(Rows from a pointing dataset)

_ _ _ _

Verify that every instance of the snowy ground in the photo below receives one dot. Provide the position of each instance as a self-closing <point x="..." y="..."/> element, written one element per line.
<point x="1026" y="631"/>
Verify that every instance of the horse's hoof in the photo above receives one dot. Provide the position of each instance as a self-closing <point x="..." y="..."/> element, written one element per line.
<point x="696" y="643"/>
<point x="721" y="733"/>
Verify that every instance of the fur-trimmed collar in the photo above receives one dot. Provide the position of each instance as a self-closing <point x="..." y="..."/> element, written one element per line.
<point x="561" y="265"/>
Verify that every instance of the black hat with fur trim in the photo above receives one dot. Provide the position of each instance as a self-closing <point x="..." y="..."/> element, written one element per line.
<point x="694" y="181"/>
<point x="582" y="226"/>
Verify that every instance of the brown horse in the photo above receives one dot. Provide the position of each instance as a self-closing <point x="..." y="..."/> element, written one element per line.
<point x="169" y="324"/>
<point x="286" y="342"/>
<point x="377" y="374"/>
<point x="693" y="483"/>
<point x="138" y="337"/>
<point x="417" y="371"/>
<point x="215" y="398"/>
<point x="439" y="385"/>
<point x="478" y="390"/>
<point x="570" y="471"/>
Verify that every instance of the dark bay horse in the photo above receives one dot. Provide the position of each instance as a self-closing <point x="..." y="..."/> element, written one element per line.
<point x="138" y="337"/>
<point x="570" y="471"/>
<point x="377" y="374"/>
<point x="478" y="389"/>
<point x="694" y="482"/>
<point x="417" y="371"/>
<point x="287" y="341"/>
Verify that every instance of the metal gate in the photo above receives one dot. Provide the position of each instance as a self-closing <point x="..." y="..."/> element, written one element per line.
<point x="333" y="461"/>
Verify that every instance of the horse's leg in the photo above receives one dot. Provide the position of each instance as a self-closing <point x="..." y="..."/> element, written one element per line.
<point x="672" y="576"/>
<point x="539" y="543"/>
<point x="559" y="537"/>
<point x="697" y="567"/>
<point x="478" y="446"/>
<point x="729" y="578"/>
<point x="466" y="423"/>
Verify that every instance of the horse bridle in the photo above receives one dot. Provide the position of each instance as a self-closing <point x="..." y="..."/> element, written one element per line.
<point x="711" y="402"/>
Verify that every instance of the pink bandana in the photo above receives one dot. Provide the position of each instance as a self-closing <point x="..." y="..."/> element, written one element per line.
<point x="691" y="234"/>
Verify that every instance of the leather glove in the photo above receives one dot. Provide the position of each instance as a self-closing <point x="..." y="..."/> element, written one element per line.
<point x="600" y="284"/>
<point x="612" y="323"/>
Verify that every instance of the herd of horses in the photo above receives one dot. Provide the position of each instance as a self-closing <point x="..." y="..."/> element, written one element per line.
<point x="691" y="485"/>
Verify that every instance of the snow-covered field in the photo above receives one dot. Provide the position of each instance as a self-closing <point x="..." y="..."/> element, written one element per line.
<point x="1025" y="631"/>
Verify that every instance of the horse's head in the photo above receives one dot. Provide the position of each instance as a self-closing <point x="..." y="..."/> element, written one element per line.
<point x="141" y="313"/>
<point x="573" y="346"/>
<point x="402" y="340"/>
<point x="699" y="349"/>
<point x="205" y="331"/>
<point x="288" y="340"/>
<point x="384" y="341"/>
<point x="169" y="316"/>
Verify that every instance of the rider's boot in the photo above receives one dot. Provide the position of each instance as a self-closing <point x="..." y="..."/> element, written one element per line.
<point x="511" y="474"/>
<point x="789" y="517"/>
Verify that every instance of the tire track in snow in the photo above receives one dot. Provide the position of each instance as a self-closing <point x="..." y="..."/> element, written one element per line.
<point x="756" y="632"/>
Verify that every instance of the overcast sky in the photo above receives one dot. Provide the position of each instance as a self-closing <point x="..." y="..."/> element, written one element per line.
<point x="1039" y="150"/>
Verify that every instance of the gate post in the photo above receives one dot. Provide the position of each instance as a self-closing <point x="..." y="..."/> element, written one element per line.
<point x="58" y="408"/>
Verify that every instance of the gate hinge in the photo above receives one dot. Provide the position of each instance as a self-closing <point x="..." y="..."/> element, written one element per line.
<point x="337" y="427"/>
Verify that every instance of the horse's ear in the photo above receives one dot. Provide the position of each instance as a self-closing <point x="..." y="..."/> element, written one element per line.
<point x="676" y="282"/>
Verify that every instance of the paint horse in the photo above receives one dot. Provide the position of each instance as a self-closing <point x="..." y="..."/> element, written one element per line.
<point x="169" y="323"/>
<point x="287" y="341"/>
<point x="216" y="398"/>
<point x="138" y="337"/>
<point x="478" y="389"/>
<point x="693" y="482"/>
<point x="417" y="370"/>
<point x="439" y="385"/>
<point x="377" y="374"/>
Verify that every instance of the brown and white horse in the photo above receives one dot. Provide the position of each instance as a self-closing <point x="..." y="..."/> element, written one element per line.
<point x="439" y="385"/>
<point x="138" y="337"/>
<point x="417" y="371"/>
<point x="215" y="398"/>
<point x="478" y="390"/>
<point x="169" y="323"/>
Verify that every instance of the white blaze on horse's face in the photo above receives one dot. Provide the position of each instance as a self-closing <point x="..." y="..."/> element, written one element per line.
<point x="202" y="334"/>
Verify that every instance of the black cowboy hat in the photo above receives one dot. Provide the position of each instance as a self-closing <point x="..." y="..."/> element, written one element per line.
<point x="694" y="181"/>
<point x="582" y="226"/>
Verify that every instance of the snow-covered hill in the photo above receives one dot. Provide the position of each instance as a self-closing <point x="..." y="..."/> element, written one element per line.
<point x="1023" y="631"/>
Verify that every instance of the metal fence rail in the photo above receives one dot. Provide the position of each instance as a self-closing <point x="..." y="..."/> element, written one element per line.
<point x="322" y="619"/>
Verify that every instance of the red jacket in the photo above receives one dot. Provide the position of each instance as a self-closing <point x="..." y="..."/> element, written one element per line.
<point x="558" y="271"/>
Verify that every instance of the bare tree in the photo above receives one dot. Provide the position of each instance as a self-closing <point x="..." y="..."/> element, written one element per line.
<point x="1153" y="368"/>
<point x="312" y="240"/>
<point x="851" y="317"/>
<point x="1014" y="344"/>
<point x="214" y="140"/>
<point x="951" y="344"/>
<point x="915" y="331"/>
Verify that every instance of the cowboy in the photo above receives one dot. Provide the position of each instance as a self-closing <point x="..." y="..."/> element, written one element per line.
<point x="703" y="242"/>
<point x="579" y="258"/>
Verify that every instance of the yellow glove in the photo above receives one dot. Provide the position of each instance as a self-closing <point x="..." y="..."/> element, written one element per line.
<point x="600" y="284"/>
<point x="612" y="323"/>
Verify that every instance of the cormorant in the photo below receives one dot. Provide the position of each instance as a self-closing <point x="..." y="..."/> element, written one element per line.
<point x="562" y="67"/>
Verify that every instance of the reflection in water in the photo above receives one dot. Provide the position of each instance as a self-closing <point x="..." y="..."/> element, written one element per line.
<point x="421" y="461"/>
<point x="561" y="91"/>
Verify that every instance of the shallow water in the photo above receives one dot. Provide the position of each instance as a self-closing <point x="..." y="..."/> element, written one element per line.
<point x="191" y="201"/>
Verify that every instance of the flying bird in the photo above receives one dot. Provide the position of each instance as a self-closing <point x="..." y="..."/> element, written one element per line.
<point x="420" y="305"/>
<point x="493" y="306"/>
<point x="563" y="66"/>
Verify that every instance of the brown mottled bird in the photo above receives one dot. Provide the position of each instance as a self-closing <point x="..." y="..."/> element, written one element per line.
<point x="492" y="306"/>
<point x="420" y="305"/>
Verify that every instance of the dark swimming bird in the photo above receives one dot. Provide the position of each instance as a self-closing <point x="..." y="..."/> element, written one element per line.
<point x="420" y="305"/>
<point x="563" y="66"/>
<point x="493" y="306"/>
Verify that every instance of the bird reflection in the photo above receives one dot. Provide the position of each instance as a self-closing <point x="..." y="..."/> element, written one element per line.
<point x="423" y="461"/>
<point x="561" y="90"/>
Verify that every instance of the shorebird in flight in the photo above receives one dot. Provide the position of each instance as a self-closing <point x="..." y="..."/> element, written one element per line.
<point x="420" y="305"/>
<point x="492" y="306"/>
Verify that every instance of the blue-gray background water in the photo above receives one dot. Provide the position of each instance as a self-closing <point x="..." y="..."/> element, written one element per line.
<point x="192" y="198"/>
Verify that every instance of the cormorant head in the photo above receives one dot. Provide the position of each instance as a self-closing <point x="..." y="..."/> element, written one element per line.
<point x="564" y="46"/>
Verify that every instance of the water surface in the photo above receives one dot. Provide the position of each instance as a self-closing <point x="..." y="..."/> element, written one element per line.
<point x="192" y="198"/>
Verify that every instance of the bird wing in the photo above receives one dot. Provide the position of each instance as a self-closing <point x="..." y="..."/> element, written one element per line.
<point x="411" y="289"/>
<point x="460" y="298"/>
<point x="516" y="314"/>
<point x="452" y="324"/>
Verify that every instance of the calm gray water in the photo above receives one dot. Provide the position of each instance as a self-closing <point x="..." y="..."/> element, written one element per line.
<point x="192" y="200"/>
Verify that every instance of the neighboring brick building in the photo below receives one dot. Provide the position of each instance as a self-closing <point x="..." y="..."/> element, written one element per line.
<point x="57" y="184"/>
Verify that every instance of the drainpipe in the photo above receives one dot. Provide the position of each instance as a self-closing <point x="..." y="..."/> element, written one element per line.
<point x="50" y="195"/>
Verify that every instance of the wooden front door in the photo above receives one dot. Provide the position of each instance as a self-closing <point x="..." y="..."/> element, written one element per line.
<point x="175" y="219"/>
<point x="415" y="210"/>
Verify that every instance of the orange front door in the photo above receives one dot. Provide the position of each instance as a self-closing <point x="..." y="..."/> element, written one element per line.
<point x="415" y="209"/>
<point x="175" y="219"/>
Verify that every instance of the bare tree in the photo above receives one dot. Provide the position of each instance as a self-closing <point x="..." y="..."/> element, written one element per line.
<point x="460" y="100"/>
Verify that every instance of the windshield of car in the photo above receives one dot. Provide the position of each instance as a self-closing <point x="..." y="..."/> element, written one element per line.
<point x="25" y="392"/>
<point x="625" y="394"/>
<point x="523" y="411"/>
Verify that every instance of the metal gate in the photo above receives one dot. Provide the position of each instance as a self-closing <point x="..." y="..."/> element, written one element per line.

_ _ _ _

The required output is the span of lines from the one containing "Verify that every instance of the windshield" to the last line, reproduced character for character.

### THE RESPONSE
Verify that every instance of the windshield of car in the photo above receives one dot. Provide the position of each instance as a self-closing <point x="..." y="..."/> element, written one element per line.
<point x="25" y="392"/>
<point x="625" y="394"/>
<point x="523" y="411"/>
Verify that every instance of the metal gate in the photo above receives one dot. Provide the position of each instance as a self-closing <point x="..." y="..."/> element, written one element per line.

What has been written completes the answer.